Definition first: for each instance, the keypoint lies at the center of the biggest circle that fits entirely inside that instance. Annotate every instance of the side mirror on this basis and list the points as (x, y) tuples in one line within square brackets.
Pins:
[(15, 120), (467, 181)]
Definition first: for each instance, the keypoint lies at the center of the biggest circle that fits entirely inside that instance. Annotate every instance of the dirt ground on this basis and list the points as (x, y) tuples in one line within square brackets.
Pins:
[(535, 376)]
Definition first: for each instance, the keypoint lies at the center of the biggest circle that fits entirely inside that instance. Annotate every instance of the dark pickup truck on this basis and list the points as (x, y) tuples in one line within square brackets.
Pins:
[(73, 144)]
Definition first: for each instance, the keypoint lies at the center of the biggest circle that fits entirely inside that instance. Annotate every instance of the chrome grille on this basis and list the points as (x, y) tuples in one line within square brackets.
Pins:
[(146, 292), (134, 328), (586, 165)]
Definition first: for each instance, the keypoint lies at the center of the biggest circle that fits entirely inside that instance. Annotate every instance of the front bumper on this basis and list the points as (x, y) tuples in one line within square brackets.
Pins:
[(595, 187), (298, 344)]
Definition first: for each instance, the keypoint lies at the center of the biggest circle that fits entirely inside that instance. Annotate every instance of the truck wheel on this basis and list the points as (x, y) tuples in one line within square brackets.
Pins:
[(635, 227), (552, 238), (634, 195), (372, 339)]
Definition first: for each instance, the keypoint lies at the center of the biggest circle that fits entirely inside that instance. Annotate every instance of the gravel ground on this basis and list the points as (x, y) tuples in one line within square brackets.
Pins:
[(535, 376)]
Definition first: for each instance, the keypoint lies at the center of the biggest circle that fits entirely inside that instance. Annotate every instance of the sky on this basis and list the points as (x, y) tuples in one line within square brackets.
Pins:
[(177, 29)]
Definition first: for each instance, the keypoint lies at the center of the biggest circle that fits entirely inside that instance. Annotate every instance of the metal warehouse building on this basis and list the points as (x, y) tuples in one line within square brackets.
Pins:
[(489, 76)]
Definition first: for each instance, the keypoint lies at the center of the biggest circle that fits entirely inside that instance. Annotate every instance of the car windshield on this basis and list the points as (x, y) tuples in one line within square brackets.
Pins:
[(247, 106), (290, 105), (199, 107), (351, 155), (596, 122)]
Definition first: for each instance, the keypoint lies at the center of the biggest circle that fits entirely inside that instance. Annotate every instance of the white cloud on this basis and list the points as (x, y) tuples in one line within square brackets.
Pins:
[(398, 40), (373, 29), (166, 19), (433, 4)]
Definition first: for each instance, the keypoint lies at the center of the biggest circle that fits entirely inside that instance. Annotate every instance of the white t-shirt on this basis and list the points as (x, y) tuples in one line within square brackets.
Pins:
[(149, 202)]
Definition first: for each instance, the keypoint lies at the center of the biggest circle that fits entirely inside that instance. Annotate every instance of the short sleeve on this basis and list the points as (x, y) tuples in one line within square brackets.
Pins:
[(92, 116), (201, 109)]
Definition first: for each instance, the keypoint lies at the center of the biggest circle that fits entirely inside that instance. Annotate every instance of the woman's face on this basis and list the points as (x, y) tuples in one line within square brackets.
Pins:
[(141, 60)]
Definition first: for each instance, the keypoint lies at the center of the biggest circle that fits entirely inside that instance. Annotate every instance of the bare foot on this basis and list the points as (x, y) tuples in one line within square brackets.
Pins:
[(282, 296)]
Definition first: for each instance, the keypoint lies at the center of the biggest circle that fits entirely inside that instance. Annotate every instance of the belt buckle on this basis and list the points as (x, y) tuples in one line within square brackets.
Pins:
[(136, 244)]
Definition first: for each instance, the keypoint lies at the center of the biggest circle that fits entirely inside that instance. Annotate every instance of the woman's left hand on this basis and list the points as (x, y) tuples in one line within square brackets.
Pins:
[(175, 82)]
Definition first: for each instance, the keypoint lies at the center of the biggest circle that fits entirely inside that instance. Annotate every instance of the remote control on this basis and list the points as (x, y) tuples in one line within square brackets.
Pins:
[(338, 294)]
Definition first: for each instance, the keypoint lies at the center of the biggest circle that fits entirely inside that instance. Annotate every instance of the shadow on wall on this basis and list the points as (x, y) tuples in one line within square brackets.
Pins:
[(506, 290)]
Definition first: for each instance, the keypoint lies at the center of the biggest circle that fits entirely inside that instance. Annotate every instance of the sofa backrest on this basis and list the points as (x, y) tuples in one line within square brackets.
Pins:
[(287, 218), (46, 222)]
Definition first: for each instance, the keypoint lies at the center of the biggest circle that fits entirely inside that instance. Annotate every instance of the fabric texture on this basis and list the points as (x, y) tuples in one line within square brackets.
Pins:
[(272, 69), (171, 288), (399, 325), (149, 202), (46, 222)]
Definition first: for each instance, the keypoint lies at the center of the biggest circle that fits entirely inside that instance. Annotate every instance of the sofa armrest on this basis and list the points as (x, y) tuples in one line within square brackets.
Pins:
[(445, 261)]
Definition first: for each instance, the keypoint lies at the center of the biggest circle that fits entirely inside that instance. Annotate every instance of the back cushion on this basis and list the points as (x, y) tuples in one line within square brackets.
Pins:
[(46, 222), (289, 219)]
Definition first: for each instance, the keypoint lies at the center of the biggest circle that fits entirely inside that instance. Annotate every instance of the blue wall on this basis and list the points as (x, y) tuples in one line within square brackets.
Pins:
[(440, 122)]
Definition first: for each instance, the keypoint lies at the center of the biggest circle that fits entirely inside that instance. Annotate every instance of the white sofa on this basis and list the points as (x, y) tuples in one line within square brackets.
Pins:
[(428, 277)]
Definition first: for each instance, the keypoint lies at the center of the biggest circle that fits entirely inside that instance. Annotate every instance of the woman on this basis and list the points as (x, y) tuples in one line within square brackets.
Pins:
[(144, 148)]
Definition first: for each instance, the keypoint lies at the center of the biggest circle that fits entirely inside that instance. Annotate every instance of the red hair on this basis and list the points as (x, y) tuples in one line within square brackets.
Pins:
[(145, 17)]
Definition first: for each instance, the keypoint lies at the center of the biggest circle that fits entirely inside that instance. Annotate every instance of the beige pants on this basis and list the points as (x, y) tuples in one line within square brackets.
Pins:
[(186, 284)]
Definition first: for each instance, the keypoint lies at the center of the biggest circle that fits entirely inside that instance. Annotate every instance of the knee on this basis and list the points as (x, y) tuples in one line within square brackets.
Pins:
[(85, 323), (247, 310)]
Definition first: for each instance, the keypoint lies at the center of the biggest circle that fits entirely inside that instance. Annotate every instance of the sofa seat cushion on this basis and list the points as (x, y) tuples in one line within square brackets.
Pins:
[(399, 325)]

§ What is asked
Copy word for word the part of the listing above that opens with the line containing "the sofa armrest" and closes with the line containing "[(46, 222), (289, 219)]", including both of those lines.

§ Task result
Definition first: for each instance, the keypoint lies at the center of the biggest circle that fits entirely inside that instance. Annotate every instance of the sofa armrest on this basis and list the points as (x, y) tuples in one line within square brackets.
Pins:
[(445, 261)]
Definition first: for each instance, the keypoint lies at the center of the biggest circle that fits entirely inside that instance. Annotate every instance of the back cushion on this basis and list the points as (x, y) tuples in one line within square brackets.
Pins:
[(46, 222), (289, 219)]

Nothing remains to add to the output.